* Begin GIVEN DATA *

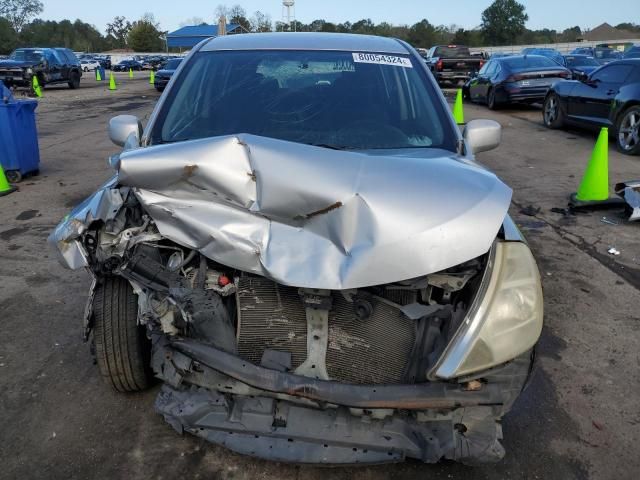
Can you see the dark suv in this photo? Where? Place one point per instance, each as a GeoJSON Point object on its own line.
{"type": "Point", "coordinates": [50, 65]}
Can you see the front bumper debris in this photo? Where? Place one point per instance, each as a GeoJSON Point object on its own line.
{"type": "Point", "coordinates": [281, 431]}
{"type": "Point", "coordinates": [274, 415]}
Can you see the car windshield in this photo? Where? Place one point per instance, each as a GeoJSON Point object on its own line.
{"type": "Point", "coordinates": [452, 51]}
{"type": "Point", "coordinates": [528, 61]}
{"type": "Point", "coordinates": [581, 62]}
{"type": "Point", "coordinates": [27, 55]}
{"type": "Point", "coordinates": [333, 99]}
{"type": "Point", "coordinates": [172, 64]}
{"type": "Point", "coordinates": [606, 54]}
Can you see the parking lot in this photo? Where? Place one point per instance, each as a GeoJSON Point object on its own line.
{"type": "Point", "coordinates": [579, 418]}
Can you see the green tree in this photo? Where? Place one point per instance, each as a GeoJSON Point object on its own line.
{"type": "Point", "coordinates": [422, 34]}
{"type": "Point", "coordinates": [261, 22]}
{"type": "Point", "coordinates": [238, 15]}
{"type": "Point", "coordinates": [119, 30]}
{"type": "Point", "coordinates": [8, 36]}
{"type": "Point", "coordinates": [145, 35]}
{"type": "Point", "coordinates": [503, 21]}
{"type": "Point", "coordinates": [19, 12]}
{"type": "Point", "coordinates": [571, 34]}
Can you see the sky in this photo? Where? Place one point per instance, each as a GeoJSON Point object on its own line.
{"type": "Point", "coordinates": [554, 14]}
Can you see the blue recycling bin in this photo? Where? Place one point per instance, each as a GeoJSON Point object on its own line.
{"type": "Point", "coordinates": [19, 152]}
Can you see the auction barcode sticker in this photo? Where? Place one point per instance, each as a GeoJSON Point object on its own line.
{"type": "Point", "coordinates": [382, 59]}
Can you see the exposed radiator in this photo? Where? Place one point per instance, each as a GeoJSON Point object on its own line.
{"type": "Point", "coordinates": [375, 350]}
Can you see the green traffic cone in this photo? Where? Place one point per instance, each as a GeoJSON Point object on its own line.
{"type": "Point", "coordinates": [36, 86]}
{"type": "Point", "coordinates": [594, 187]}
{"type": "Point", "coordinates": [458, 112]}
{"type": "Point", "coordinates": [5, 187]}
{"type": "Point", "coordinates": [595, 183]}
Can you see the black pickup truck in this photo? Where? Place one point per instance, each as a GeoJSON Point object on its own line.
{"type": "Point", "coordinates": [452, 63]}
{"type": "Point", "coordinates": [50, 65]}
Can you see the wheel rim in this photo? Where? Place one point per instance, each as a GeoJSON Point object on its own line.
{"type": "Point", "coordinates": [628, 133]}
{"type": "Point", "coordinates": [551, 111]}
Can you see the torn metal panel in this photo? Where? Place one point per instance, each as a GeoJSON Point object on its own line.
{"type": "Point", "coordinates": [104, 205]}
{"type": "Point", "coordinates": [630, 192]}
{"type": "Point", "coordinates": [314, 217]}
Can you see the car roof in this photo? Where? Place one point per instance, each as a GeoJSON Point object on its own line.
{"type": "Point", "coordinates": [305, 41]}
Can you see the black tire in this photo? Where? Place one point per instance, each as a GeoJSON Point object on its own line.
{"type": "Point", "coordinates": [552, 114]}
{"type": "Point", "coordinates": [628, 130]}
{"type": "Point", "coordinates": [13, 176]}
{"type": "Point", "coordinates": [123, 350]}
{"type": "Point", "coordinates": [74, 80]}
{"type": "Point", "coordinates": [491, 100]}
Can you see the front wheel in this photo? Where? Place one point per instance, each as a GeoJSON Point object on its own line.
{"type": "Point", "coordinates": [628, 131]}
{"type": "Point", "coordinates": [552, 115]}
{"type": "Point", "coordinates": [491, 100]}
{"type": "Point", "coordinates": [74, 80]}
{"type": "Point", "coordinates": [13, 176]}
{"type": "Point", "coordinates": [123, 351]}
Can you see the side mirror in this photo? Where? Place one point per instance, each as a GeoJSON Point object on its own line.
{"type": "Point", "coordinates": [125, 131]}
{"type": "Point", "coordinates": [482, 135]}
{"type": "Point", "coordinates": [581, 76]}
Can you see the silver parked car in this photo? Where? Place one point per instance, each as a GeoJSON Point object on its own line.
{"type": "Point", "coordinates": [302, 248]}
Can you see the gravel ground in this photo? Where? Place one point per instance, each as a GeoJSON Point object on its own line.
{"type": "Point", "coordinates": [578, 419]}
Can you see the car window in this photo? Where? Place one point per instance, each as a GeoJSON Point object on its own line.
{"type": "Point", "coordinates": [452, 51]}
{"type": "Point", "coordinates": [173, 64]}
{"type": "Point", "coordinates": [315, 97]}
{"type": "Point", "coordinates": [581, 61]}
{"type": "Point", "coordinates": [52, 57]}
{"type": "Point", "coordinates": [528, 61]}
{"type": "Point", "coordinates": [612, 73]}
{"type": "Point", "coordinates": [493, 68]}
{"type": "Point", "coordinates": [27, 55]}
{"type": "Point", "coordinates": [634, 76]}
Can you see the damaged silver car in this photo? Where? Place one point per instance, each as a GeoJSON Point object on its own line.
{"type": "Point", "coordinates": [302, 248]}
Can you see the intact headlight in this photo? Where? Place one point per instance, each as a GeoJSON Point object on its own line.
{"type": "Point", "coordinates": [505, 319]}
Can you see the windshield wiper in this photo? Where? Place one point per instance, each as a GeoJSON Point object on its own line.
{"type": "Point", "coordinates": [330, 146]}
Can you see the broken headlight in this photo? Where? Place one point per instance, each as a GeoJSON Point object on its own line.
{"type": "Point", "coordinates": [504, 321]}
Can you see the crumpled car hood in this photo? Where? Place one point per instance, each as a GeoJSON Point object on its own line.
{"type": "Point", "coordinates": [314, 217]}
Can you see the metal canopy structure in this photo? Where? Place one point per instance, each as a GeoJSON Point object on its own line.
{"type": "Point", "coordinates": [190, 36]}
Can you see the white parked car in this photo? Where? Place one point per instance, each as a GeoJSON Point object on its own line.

* End GIVEN DATA *
* Begin GIVEN DATA *

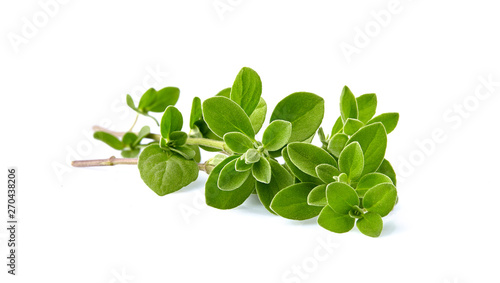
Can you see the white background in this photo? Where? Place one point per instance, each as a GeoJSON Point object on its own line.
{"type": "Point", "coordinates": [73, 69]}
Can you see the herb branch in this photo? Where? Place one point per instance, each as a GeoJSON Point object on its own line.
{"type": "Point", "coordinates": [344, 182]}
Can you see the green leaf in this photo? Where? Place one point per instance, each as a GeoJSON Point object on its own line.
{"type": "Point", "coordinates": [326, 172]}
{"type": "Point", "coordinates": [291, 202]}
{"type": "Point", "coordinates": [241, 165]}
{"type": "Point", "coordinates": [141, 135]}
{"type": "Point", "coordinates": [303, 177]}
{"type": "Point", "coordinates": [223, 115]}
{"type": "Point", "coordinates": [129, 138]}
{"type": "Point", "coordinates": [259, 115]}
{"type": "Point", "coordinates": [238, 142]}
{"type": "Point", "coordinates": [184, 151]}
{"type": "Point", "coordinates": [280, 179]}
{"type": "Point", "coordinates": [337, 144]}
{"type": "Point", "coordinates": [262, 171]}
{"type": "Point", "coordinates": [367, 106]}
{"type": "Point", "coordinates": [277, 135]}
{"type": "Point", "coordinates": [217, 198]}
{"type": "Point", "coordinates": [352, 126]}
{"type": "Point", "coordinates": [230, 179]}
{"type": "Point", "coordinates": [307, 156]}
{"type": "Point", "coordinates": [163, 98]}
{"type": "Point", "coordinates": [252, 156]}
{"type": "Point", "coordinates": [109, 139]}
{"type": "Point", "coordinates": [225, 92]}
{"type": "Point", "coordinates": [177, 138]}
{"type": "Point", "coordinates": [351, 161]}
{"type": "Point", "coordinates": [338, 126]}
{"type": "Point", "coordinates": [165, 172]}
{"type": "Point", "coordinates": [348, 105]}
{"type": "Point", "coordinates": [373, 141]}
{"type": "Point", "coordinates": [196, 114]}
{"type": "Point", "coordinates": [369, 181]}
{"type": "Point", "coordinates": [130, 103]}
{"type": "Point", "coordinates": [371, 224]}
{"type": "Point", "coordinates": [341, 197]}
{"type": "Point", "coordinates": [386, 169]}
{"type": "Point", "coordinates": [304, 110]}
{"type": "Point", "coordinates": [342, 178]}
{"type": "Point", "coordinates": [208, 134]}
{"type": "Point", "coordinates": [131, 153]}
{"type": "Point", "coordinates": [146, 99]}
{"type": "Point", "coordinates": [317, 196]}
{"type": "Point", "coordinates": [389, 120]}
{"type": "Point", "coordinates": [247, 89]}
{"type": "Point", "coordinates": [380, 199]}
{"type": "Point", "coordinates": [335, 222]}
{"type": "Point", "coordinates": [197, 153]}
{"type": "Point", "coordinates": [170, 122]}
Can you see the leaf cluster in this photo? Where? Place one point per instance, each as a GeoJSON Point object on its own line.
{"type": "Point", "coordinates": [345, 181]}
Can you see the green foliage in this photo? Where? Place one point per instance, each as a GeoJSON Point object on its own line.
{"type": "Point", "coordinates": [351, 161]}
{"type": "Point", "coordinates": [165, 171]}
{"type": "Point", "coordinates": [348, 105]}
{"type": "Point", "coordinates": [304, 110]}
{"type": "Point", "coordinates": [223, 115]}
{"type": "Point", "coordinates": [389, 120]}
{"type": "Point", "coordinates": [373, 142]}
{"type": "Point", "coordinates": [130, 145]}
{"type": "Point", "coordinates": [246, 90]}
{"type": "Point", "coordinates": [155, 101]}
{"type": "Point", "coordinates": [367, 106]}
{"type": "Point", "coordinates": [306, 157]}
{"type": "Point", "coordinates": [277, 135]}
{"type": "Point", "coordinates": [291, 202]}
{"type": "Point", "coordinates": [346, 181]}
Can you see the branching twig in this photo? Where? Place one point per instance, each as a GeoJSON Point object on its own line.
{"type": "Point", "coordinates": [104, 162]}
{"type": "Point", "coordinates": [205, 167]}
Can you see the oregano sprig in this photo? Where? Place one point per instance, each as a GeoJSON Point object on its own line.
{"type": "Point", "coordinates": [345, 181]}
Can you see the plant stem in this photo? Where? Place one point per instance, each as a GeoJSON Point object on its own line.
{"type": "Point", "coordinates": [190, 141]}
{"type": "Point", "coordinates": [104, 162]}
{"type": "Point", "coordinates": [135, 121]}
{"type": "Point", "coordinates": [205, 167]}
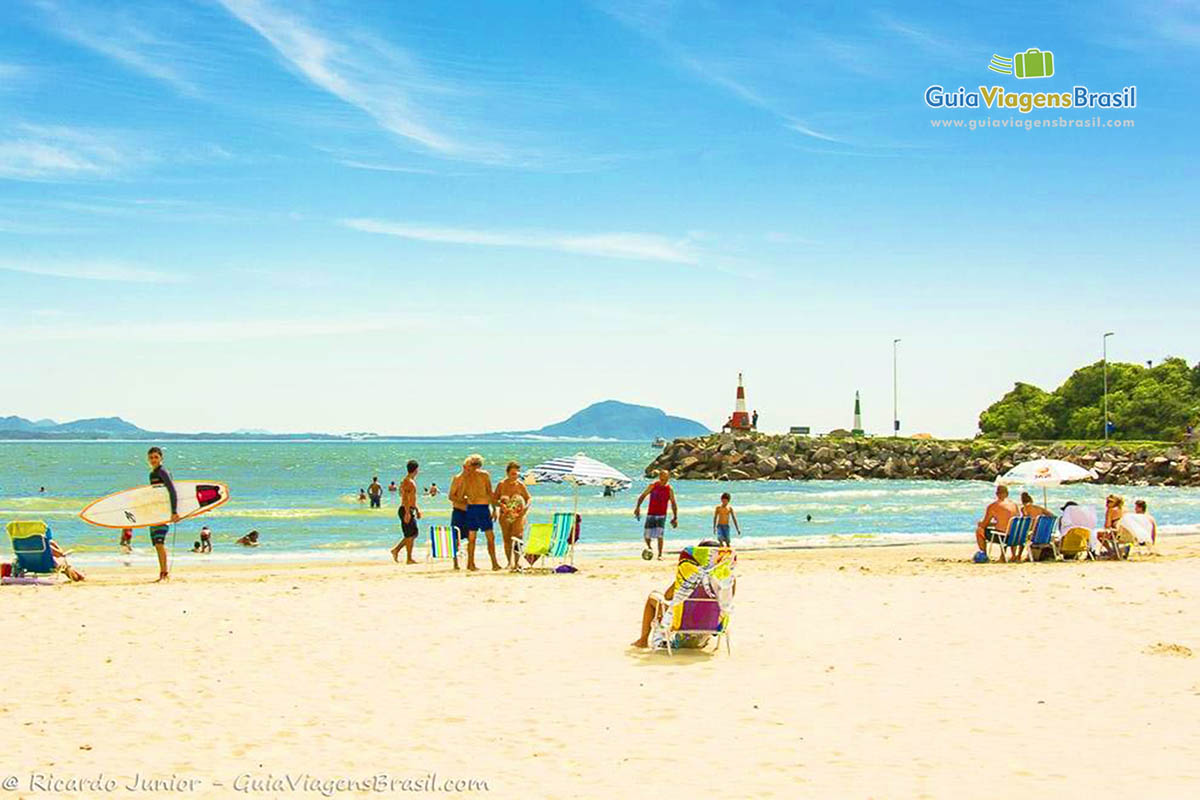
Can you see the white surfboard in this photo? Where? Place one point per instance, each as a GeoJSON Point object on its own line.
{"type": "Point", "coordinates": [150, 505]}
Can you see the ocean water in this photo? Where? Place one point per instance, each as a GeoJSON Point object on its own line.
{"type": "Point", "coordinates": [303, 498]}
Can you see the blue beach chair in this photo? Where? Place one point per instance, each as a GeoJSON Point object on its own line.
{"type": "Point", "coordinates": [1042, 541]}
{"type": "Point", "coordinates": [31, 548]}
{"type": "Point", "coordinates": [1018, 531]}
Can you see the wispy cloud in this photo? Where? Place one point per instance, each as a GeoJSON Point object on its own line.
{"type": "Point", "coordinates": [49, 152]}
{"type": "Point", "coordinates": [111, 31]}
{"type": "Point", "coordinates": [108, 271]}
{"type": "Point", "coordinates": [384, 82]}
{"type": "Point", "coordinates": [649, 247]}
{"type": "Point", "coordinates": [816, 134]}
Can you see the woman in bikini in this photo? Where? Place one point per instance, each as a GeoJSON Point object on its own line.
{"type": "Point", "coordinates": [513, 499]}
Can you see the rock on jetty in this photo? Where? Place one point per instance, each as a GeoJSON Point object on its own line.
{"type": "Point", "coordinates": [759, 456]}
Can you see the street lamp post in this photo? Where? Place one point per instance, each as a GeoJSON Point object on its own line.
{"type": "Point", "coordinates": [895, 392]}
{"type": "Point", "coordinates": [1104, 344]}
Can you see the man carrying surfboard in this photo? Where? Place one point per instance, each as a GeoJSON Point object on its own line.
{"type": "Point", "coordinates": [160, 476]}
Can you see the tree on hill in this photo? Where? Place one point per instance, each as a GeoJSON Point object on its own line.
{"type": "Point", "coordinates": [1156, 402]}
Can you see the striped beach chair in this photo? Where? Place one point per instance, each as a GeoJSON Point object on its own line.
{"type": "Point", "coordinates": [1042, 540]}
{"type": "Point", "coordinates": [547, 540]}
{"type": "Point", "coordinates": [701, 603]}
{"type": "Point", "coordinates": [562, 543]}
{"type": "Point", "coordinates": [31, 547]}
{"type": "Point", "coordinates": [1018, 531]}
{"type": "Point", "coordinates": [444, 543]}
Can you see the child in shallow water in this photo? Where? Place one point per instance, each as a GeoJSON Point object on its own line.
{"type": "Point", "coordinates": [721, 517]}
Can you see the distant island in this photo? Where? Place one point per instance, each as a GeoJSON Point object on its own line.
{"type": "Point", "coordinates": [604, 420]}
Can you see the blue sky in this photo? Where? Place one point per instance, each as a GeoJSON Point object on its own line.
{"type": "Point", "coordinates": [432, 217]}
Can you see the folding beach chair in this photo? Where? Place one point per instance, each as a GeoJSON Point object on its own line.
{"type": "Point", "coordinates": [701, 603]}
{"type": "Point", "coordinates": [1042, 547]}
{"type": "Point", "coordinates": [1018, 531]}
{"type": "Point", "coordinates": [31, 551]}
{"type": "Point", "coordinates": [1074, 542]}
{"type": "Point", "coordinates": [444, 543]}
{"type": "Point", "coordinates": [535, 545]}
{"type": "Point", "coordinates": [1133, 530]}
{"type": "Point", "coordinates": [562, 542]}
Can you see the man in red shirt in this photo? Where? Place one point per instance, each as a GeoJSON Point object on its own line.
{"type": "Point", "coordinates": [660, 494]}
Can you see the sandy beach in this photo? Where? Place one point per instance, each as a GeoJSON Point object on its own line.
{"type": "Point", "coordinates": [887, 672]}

* End GIVEN DATA *
* Begin GIVEN DATA *

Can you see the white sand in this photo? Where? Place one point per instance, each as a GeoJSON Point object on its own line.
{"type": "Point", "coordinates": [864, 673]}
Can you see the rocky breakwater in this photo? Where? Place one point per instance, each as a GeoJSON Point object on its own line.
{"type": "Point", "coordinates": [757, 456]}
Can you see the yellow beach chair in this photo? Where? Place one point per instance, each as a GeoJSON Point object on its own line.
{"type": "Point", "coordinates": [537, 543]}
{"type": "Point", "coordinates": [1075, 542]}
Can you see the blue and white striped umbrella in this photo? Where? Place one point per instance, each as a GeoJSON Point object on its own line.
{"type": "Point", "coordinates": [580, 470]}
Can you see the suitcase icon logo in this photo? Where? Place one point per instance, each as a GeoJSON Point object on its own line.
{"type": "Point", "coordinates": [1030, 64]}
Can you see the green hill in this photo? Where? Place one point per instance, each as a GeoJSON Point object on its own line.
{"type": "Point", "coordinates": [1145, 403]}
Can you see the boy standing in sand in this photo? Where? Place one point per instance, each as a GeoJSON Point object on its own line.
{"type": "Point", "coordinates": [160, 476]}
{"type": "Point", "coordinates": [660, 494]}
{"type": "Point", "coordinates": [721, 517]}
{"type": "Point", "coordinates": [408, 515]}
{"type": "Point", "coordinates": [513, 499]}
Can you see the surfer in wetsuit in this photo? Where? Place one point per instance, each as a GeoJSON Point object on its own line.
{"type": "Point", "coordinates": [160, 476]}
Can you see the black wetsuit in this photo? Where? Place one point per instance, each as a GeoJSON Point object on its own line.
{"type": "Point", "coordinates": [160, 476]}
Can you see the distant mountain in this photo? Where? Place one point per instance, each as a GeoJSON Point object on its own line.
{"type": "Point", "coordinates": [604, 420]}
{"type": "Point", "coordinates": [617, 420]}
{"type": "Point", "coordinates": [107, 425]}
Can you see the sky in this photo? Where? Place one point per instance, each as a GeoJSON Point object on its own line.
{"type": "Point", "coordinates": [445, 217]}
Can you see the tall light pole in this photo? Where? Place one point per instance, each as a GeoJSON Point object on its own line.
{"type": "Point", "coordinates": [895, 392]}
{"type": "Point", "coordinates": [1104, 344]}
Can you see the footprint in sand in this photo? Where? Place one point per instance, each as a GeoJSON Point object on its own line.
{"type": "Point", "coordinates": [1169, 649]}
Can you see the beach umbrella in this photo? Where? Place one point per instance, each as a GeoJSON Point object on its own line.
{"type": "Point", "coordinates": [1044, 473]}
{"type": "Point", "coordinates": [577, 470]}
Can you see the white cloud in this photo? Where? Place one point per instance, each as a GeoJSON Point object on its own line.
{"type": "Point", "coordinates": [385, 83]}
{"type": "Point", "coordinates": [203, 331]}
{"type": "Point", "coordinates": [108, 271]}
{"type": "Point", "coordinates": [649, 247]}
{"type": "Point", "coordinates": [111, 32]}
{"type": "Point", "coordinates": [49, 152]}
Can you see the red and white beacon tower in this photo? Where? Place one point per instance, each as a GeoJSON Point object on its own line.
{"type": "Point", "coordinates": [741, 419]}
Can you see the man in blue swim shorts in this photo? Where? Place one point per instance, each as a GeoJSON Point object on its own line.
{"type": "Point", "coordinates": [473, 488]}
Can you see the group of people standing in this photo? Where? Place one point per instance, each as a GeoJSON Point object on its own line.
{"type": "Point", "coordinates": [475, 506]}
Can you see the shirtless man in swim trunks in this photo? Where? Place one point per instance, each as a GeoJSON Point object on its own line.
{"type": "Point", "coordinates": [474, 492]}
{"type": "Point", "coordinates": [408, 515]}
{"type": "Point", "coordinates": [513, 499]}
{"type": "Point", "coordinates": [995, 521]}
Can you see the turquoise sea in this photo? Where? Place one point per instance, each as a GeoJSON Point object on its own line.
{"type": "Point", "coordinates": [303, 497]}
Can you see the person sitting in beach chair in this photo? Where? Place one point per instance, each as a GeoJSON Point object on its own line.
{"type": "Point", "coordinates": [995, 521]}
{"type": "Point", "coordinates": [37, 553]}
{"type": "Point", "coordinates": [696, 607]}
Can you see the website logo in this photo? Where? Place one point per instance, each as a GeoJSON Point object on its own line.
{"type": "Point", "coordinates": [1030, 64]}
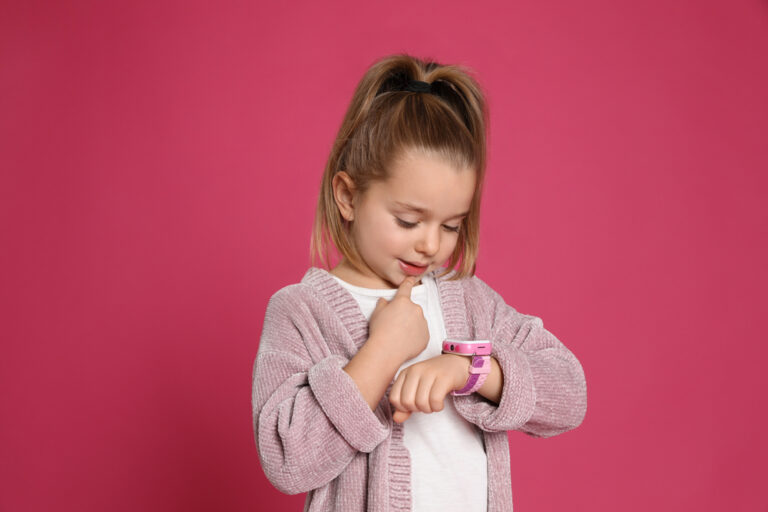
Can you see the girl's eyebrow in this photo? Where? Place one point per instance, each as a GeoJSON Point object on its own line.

* End GIVEN DATA *

| YOUR TASK |
Find each line in the data above that contains the string "windshield", and copy those lines. The match must follow the same uppercase and lowercase letters.

| ANSWER TO THIS PROBLEM |
Can you see the car windshield in this photo? Where? Place one point per instance, each as a GeoJSON Point object on its own line.
Can you see the windshield wiper in this photo? Where? Place one point per instance, each as a GeoJSON Point object on its own line.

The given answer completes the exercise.